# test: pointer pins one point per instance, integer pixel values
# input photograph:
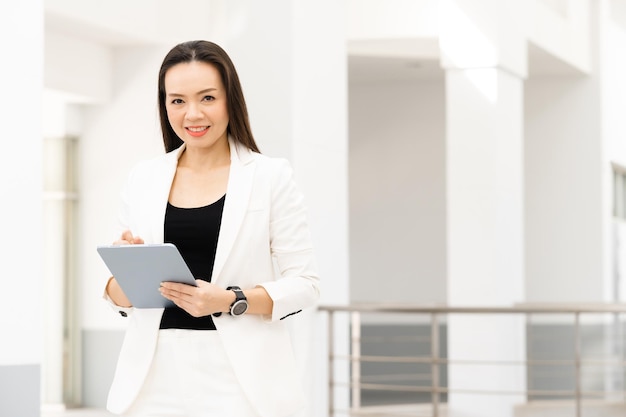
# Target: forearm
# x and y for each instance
(114, 291)
(259, 301)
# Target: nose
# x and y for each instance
(193, 112)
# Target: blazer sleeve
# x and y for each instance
(123, 224)
(290, 242)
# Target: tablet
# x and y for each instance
(140, 269)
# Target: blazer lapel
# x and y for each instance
(238, 192)
(162, 194)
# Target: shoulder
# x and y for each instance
(271, 166)
(150, 167)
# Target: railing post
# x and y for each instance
(577, 359)
(356, 359)
(434, 347)
(331, 368)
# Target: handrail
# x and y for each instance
(523, 308)
(436, 311)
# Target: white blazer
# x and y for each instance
(264, 240)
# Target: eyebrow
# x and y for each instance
(206, 90)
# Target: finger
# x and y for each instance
(182, 289)
(127, 236)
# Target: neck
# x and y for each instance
(205, 158)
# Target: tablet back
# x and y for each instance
(140, 269)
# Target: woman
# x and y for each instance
(239, 222)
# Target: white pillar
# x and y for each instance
(291, 58)
(484, 55)
(21, 43)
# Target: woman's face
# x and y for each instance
(195, 101)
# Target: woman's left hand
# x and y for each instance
(200, 301)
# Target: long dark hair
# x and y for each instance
(211, 53)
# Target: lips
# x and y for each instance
(197, 131)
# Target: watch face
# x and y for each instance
(239, 308)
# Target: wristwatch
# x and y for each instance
(240, 305)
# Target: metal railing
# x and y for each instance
(435, 313)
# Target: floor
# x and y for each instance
(76, 412)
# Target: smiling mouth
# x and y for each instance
(196, 129)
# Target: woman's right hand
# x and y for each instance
(112, 288)
(127, 238)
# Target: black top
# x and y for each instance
(194, 231)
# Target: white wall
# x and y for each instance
(115, 135)
(564, 211)
(21, 34)
(397, 192)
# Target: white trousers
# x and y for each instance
(191, 376)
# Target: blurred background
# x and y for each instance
(452, 153)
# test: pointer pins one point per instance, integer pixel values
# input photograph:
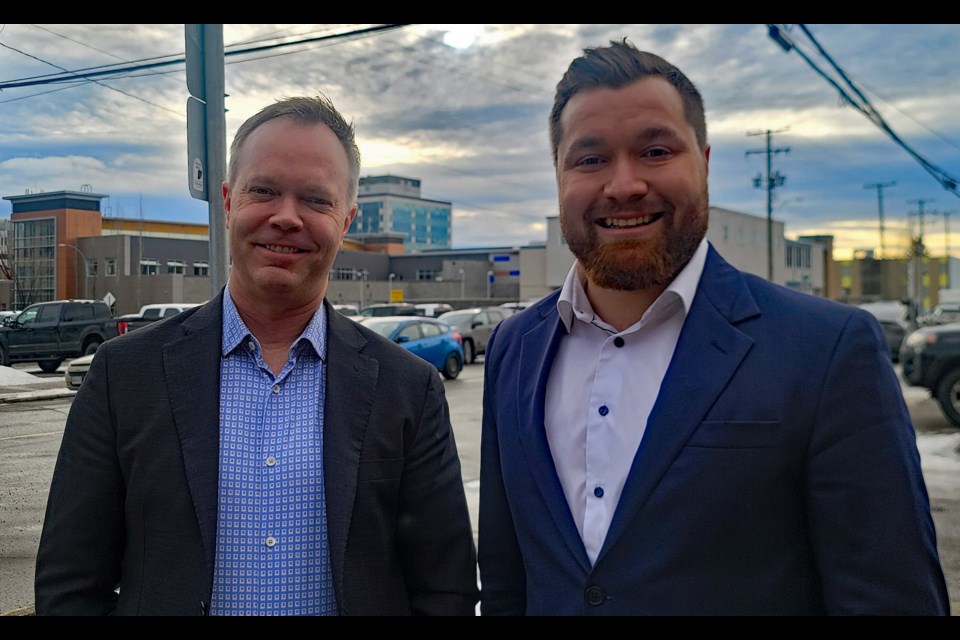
━━━━━━━━━━━━━━━━━━━━━━━━━━━━━━
▸ **Work item**: Answer with nothing but the count of lines in the entries that hold the word "white".

▸ **Answer box**: 4